§ Page extract

* start *

It is interesting to consider what we are debating. We are debating how to end people’s term of office in the House of Lords and how they should be removed. We are not proposing giving the people of this country the power to remove them—a power that, thank goodness, the people of this country have over us. I look forward to the day, hopefully when I am still a Member of this House, when the people of this country get that power.

It is worth looking at who else has the power to remove Members of this House. In clause 30, there is a power to remove Members of the House of Lords if they commit a particular kind of criminal offence or become bankrupt. There is a provision that if Members of this House are sectioned under the Mental Health Act 1983, they can be removed.

Order. I ask the hon. Lady to recall that that subject would come under a clause 30 stand part debate, rather than this debate on amendment 92.

I stand corrected. I hope that this is a matter we can address very quickly, and I shall stop talking about this very sensible amendment.

I forbore to stand to catch your eye earlier, Mrs. Heal, because I wanted to listen to the hon. Member for Chichester (Mr. Tyrie) and the right hon. and learned Member for Sleaford and North Hykeham (Mr. Hogg) discuss their amendments and new clauses.

I shall maintain the spirit of consensus that has predominated in this debate, but not because I believe for one moment in the concept of appointed term peers or non-term peers. I am wholly against that concept. As most hon. Members know, I have always argued in favour of an elected second Chamber, but the amendment has some merits in the context—and only in the context—of an unreformed House and how we might limit some of the more deleterious aspects of its form and function at the moment. One thing that I have noticed about those who are elevated to another place is that they tend very quickly to believe that the process by which they were elevated must be extremely wise and sensible given the outcome, which is that they are now a Member of that House. The longer they stay in the House, the more they are convinced of that fact and the less likely they are to change.

* end *

§ Collected data
* start *

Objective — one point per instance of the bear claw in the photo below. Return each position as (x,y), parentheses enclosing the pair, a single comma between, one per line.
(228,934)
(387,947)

* end *

In the debate extract, which clause allows Members of the House of Lords to be removed if they commit a particular kind of criminal offense or become bankrupt?

§ Response
Clause 30